**EXERCISE DIRECTIONS**
Search the entries for the word "hand". Copy every line where it turns up.

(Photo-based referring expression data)
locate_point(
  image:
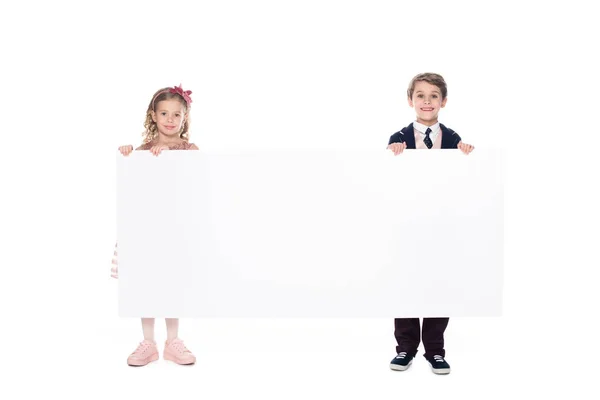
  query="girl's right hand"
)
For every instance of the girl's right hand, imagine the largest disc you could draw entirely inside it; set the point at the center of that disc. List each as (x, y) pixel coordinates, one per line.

**COMPLETED EXERCISE**
  query="girl's right hand"
For every instance of the girl's right hand, imagine the largest disc you could draw entirely inside it; set the point at the center of that disc. List each as (x, y) pixel coordinates, one per line.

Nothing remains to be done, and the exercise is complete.